-------- Material supplied

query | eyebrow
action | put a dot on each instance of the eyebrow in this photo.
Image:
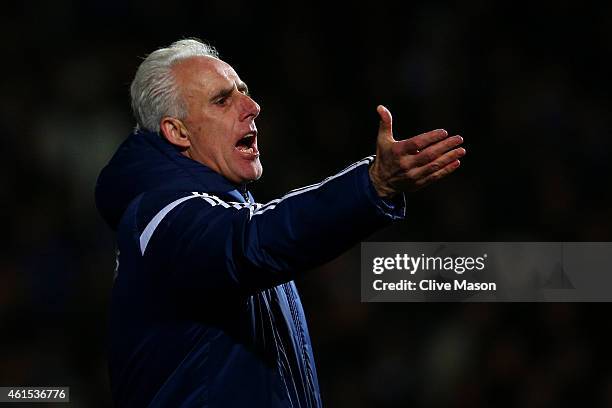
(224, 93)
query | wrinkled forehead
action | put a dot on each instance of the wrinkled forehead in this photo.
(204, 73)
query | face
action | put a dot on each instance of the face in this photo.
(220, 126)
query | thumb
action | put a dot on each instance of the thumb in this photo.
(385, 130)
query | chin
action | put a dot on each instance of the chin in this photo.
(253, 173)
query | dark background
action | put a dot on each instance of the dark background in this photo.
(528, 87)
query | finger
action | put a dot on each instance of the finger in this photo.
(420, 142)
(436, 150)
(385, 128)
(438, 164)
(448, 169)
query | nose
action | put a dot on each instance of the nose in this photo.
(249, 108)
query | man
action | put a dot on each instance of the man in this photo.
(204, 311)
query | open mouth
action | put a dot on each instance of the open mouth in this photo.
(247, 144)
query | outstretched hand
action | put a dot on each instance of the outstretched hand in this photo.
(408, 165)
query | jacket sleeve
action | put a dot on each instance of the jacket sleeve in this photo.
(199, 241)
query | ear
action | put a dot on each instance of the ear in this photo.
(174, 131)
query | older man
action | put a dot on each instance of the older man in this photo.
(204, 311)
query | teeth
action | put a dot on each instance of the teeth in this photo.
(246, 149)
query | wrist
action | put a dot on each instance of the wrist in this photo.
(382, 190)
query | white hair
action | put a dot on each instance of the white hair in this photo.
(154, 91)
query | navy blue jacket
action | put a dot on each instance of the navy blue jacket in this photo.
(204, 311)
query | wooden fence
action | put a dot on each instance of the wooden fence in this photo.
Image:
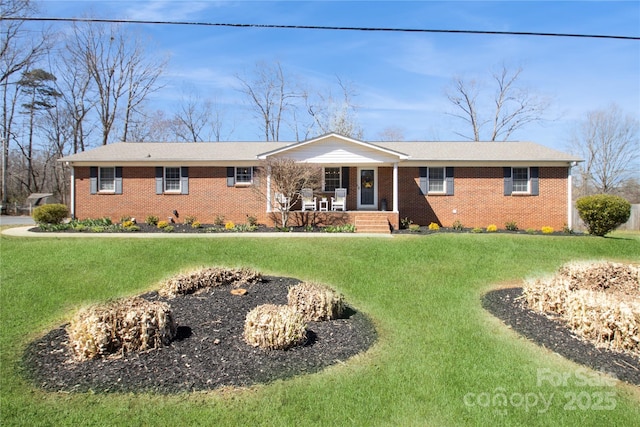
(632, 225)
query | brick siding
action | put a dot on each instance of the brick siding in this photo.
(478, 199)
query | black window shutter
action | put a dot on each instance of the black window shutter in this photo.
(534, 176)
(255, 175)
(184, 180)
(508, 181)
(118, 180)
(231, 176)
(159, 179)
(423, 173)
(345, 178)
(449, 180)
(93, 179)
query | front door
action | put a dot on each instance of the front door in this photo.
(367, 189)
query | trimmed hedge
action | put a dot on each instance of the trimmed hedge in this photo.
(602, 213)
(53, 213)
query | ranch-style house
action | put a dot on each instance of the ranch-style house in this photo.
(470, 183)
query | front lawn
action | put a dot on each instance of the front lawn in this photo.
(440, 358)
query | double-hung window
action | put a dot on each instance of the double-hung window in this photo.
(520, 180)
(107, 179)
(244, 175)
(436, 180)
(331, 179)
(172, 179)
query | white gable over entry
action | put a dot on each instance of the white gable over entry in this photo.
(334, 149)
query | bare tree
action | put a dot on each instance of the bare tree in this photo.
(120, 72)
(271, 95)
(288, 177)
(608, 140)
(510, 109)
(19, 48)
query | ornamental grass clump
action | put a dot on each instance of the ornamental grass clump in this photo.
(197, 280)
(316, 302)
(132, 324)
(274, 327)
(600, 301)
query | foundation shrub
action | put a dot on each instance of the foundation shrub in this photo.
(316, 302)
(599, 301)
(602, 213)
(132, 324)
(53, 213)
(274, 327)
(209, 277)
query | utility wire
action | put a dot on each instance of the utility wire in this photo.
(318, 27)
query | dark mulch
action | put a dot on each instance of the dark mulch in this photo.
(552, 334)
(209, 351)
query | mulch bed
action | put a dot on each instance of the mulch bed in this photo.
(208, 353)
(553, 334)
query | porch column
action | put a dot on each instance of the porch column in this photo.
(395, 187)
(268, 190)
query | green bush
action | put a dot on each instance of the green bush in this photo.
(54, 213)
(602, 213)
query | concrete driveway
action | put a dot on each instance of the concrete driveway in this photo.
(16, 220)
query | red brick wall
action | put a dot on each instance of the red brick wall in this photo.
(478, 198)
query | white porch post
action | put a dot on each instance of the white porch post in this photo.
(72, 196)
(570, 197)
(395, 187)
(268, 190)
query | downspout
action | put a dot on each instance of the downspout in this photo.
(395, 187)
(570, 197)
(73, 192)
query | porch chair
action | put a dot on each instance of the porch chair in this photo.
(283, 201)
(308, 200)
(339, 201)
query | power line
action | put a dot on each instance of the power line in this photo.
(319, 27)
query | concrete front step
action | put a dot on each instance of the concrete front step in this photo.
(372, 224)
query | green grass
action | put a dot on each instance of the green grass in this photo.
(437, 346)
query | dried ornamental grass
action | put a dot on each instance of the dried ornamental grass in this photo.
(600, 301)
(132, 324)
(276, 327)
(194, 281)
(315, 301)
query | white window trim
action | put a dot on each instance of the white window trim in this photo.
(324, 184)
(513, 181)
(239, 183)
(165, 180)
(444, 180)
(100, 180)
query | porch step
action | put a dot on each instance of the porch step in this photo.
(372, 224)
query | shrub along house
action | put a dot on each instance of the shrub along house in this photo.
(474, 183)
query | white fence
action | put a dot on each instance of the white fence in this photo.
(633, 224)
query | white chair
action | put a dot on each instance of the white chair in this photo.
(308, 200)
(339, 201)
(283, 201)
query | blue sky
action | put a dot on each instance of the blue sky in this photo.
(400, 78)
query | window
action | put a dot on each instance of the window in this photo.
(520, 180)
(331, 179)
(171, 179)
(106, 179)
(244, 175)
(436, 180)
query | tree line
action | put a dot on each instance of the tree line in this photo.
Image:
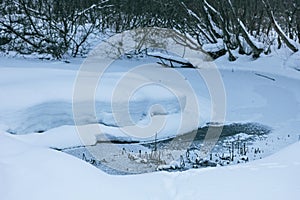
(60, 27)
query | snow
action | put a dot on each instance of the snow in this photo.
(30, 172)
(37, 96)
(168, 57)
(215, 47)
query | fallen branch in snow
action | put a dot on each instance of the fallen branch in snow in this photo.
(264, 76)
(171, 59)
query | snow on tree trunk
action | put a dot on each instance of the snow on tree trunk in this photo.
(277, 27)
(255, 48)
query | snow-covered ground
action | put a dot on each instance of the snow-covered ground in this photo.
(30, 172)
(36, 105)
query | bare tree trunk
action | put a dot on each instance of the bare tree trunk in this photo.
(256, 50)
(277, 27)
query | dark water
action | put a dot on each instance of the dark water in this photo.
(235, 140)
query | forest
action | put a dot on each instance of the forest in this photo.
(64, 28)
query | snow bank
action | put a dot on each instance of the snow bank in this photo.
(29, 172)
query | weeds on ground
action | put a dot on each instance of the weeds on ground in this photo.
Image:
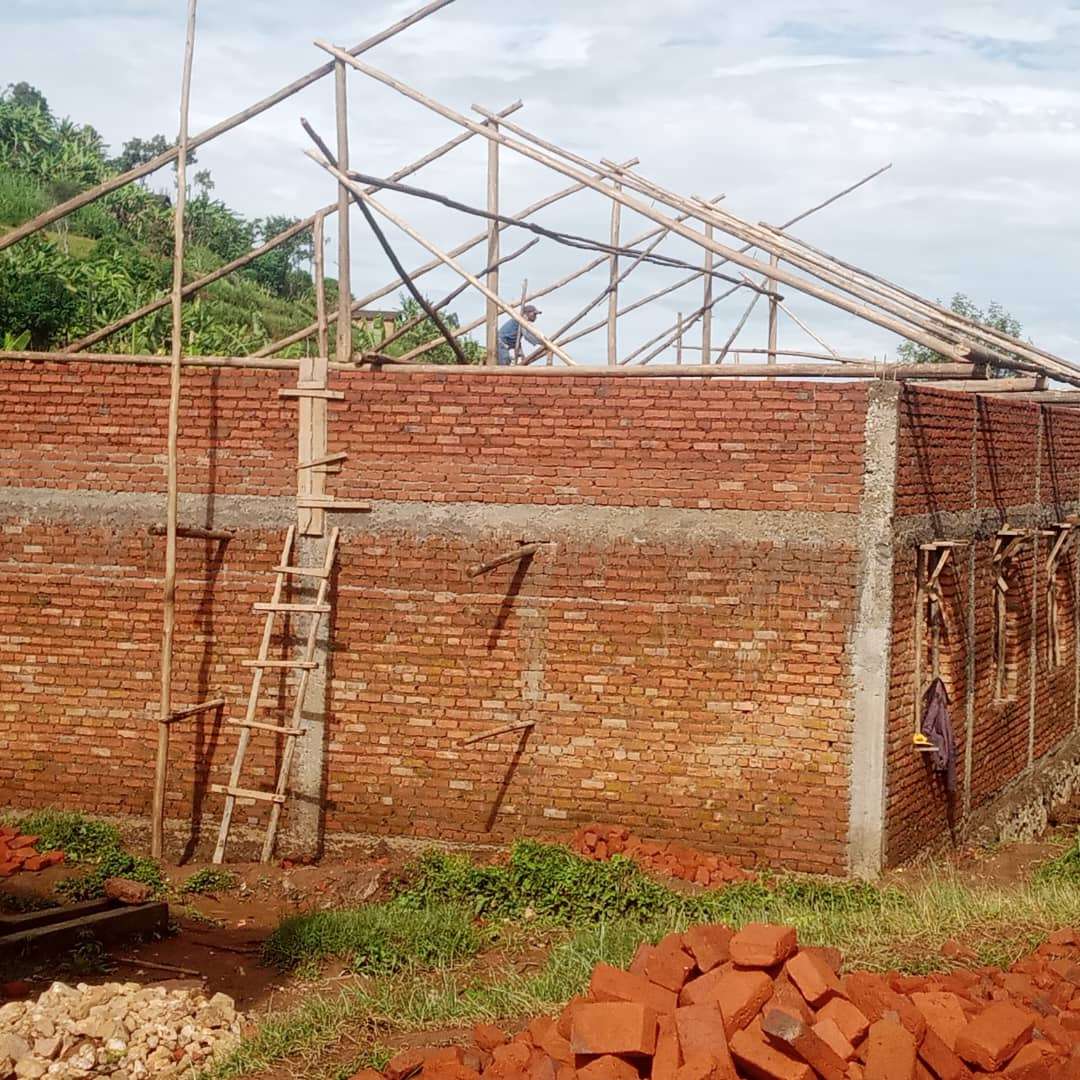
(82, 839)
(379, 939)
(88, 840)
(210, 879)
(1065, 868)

----------------

• Set exercise:
Leave out the pictures and output every record above precisely as given.

• Worked answer:
query | eyebrow
action | put a dot on each instance of the eyebrow in this photo.
Image:
(224, 93)
query | wrinkled forehead
action | put a dot on each instance of the wrinkled forehead in this photo.
(204, 73)
query | face
action | put a dot on each instance of the face in this photo.
(220, 126)
query | thumb
action | put a dot on each instance of the thumb in this photo.
(385, 130)
query | chin
action | put a dot on each instance of the chin in this photo.
(253, 173)
query | dark background
action | put a dot on each instance of the dark background in this photo.
(528, 87)
query | finger
action | put a dot on each instance of the finger in this photo.
(420, 142)
(436, 150)
(385, 128)
(438, 164)
(448, 169)
query | nose
action | put a dot on each instance of the nose in this photo.
(249, 108)
query | man
action | put a dot on each instance of the man in this photo.
(204, 311)
query | open mouth
action | put a dot on each instance of the open mouth in this photo.
(247, 144)
query | outstretched hand
action | put a dot on each instance of the outstretched hand in this photo.
(408, 165)
query | jacket sleeve
action | put a dot on each instance of the jacket sleeve in this photo.
(199, 241)
query | ear
action | put a dot on each instance of the ear in this photo.
(174, 131)
query | older man
action | put a dot on each instance of the older man in this photo.
(204, 311)
query | teeth
action | put a dot on each instance of the teeth in this photo.
(246, 149)
query | wrist
action | put a dot on each instance of the wrist in this photo.
(382, 190)
query | white hair
action | put a dot on each instance of the white hair in this photo.
(154, 91)
query | navy blue jacket
action | put a dot on each instance of the navy blue jacket in this photo.
(204, 311)
query | wooden fence
action | put a dot on each instance of the wooden fence in this photo.
Image:
(632, 225)
query | brick siding
action | put a dot on each instance of the brick siding in this photo.
(478, 199)
query | black window shutter
action | put a dot on each instance of the black window shutter in this photo.
(534, 176)
(255, 175)
(184, 180)
(508, 181)
(118, 180)
(231, 176)
(159, 179)
(423, 173)
(345, 178)
(449, 180)
(93, 179)
query | front door
action | put a dot on each instance of the front door in this photo.
(367, 189)
query | trimmed hedge
action | put a dot on each instance of the trimmed hedge in this photo.
(602, 213)
(53, 213)
query | ranch-style house
action | put a dot on each instance of the ranch-style house in this photo.
(470, 183)
query | front lawn
action | put a dot on each instance of the front lawn in this photo.
(440, 358)
query | double-hung window
action | put a dot on each instance of the double-hung window in this photo.
(520, 180)
(107, 179)
(244, 175)
(436, 180)
(331, 179)
(172, 179)
query | white gable over entry
action | put a dot on each instance of the white gable over entry in this photo.
(334, 149)
query | bare tree
action | put a dot on each instance of the bare tree in this photo.
(120, 72)
(271, 95)
(288, 177)
(608, 140)
(510, 109)
(19, 48)
query | ornamental grass clump
action | put a dot on each instance of the ornamental grass clump in this photo.
(197, 280)
(316, 302)
(132, 324)
(274, 327)
(600, 301)
query | foundation shrub
action | put a dot on each instance of the foundation shrub in this photo.
(316, 302)
(599, 301)
(602, 213)
(132, 324)
(53, 213)
(274, 327)
(209, 277)
query | utility wire
action | put a dot on each instance of the utility wire in this photo.
(318, 27)
query | dark mulch
action | put a dot on each instance of the dark mulch in this photo.
(552, 334)
(209, 351)
query | mulch bed
action | put a dot on each instance of the mulch bed in this photo.
(208, 353)
(553, 334)
query | porch column
action | put a dot on each instance of the porch column in this photo.
(395, 187)
(268, 190)
query | green bush
action | put a dot on each instance of the green bush in this photo.
(54, 213)
(602, 213)
query | concrete driveway
action | put a dot on each instance of the concrete driveway in this photo.
(16, 220)
query | red brick wall
action | put a dot on each instance of the red brick wall in this photo.
(478, 198)
query | white porch post
action | put a dot on each instance of the white porch post in this photo.
(72, 196)
(570, 197)
(395, 187)
(268, 190)
query | downspout
action | put a dot on each instance of the downspout in this photo.
(395, 187)
(570, 197)
(73, 192)
query | porch chair
action | put a dot on each instance of the porch chair in this photo.
(283, 201)
(308, 200)
(339, 201)
query | power line
action | put a dot on each instance of the power line in this photo.
(319, 27)
query | concrete front step
action | put a dot on each instance of the concrete front step in this photo.
(372, 224)
query | green grass
action | put a dot on each instance of the green grass in this photo.
(437, 346)
query | dried ornamental grass
action | put a dot on each instance of the dried ornamental grass in this photo.
(600, 301)
(132, 324)
(276, 327)
(194, 281)
(315, 301)
query | white window trim
action | put a dot on each instance of the white window trim in this photo.
(324, 184)
(513, 181)
(239, 183)
(165, 180)
(444, 180)
(100, 180)
query | porch step
action | put a dot on each instance of the porch step in this photo.
(372, 224)
query | shrub along house
action | put a dot on each instance of the shrub along house in this photo.
(474, 183)
query | white fence
action | put a dot on each instance of the white fence in this photo.
(633, 224)
query | white chair
action | put a dot on each instance of the white chair in this photo.
(308, 200)
(339, 201)
(283, 201)
query | blue sky
action | put a dot on each instance of the blue sky in this photo.
(400, 78)
query | window
action | put a dot on each instance of the window in this photo.
(520, 180)
(331, 179)
(171, 179)
(106, 179)
(244, 175)
(436, 180)
query | tree line
action | put a dot on each instance of the tree line in this photo.
Image:
(60, 27)
query | snow
action | put a dot on each instance of the snow in this photo.
(30, 172)
(37, 96)
(168, 57)
(215, 47)
query | fallen branch in snow
action | put a dot on each instance of the fallen branch in snow in this photo.
(264, 76)
(171, 59)
query | snow on tree trunk
action | put a dot on each instance of the snow on tree trunk in this photo.
(277, 27)
(255, 48)
query | snow-covered ground
action | put a dot on each instance of the snow-covered ground in this photo.
(30, 172)
(36, 105)
query | bare tree trunk
action | put a dot on each instance of the bare tree trunk in this photo.
(256, 50)
(277, 27)
query | dark water
action | put a dot on each instance of the dark water in this photo.
(235, 140)
query | forest
action | put a dot on each instance of the forest in this photo.
(64, 28)
query | snow bank
action | put a dot on each instance of the snow bank in this photo.
(29, 172)
query | weeds on ground
action | put a dot on each instance of the weeds on ground in this photo.
Image:
(82, 839)
(379, 939)
(88, 840)
(210, 879)
(1065, 868)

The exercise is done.